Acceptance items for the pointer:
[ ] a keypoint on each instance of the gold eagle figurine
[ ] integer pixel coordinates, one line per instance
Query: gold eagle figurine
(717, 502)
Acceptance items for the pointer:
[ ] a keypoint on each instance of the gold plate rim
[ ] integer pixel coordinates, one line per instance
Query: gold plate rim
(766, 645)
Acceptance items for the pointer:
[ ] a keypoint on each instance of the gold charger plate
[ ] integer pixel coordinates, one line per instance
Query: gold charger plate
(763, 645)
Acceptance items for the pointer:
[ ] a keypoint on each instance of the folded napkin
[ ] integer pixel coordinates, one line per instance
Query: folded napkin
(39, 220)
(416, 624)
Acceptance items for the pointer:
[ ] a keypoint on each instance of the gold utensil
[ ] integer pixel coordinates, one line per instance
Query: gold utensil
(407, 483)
--
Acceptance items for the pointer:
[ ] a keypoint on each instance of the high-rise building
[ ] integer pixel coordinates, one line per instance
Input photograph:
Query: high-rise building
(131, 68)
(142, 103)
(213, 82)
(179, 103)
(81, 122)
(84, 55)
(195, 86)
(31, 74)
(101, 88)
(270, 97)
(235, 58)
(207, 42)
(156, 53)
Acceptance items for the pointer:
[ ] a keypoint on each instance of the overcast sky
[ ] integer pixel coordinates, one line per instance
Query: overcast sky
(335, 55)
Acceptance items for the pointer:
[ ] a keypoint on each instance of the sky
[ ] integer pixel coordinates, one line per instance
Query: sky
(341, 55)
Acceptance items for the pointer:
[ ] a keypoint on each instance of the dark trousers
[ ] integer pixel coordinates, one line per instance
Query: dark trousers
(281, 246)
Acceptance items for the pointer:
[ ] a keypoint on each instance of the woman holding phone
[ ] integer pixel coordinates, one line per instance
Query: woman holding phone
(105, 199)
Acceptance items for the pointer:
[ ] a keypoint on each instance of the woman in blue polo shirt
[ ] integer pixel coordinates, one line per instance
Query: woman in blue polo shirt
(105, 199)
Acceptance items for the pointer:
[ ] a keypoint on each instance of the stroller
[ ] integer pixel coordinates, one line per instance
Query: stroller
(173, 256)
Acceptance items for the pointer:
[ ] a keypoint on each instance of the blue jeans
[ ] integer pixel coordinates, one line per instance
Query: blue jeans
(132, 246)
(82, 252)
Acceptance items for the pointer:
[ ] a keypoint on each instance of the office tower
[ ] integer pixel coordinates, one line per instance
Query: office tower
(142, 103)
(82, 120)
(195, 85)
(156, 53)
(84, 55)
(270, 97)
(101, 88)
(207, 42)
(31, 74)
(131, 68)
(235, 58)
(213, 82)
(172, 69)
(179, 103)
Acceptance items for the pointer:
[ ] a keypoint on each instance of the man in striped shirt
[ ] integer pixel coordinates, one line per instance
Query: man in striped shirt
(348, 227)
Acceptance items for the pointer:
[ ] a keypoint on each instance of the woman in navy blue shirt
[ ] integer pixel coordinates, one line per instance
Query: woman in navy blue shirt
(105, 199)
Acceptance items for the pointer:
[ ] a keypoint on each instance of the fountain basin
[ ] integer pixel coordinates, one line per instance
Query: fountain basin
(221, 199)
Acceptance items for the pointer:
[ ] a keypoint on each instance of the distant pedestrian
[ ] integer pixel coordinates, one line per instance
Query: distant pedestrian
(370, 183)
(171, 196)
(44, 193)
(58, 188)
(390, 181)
==
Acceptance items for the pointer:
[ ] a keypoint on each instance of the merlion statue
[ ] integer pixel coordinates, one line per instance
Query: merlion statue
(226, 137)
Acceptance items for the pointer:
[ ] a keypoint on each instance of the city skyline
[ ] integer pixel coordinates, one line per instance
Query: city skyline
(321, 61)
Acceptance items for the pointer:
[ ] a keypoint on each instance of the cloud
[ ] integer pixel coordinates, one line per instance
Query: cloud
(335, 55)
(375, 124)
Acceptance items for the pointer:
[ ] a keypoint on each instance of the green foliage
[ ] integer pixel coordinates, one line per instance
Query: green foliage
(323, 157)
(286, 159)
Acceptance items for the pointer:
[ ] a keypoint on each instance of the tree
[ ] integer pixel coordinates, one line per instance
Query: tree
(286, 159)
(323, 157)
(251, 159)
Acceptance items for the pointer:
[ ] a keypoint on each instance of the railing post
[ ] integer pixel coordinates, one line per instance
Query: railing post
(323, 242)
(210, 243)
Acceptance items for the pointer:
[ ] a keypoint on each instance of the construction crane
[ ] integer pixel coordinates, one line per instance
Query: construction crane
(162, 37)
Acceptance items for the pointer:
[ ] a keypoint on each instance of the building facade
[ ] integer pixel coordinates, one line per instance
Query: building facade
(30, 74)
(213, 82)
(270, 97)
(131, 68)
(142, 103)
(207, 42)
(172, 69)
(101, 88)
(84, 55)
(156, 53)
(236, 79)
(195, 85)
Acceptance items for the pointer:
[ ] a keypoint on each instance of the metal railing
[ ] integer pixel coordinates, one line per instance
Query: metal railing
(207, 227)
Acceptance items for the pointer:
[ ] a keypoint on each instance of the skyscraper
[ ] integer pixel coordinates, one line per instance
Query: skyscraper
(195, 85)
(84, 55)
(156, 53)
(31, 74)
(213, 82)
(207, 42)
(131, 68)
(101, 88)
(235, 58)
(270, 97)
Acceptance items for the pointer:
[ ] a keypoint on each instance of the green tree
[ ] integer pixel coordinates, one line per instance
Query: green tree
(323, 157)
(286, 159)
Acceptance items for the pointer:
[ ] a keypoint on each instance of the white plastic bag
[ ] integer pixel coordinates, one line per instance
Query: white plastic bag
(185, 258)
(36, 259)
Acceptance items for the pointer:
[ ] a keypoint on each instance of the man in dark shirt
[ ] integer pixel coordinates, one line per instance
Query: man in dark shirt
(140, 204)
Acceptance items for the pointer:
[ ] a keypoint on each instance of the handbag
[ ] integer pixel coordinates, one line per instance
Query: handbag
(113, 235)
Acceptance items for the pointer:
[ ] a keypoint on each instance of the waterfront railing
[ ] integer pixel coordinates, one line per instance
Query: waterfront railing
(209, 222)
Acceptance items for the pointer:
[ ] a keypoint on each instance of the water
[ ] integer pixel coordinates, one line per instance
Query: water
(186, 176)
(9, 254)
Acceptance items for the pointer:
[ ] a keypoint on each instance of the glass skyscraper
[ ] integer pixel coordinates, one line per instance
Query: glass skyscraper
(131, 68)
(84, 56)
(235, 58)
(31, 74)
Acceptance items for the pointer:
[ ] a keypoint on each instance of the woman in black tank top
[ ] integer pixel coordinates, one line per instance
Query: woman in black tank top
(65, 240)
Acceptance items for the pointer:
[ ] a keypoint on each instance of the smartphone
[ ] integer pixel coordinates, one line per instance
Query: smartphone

## WORK ORDER
Scan the listing for the string "smartphone", then copy every line where it appears.

## EXERCISE RESPONSE
[ ] a keypoint on each instance of the smartphone
Query: smartphone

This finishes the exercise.